# [Task set]
[a] In the article on the Charters Towers electoral district, which party won the seat during its 2001 landslide?
[b] Extend the article on the Charters Towers electoral district, picking up after its final sentence.

# [Text extract]
****************************************
- State: Queensland
- Dates current: 1888–1960; 1992–2009
- Namesake: Charters Towers

= Electoral district of Charters Towers =

Former electoral district of Queensland

Charters Towers was an electoral district of the Legislative Assembly in the Australian state of Queensland. It has had three incarnations, most recently being created as part of a redistribution in 1991 and lasting until 2008.

The latest incarnation of Charters Towers was created in 1992, largely as a replacement for the abolished Flinders. The electorate covered a vast area of central Queensland, from Etheridge Shire in the north to Jericho Shire in the south. Besides its namesake town, Charters Towers, other major locations within the division included Georgetown, Hughenden, Richmond, Moranbah, Clermont, Tieri, Alpha, Aramac and Muttaburra. It was located in what was now National heartland, and was held by that party and its successor, the Liberal National Party, for all but one term. The seat fell to Labor during its 2001 landslide, but reverted to its conservative ways in 2004.

In 2008, Charters Towers was abolished—with effect at the 2009 state election—as a result of a redistribution undertaken by the Electoral Commission of Queensland. Its former territory and voters were split between the districts of Burdekin, Gregory, Mount Isa and the new seat of Dalrymple. The seat's last member, Shane Knuth, transferred to Dalrymple.
****************************************
# [Dataset section]
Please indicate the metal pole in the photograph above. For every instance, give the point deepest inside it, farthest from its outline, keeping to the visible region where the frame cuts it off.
****************************************
# [Task answers]
[a] Labor

[b]
An earlier district called Charters Towers based in the same region existed from 1888 to 1960—firstly as a dual member electorate, and from 1912 as a single member electorate. Its most notable representative was Anderson Dawson of the Labor Party, Premier of Queensland for six days in December 1899, and leader of the world's first parliamentary socialist government.

==Members for Charters Towers==

First incarnation (1888–1912, 2 members)
| Member |  | Party | Term | Member |  | Party | Term |
|  | Robert Sayers | Unaligned | 1888–1893 |  | Arthur Rutledge | Ministerialist | 1888–1893 |
|  | Anderson Dawson | Labour | 1893–1901 |  | John Dunsford | Labour | 1893–1905 |
|  | John Burrows | Labour | 1901–1907 |
|  | William Paull | Opposition | 1905–1908 |
|  | Joe Millican | Opposition | 1907–1908 |
|  | Vernon Winstanley | Labour | 1908–1912 |  | John Mullan | Labour | 1908–1912 |

Second incarnation (1912–1960, 1 member)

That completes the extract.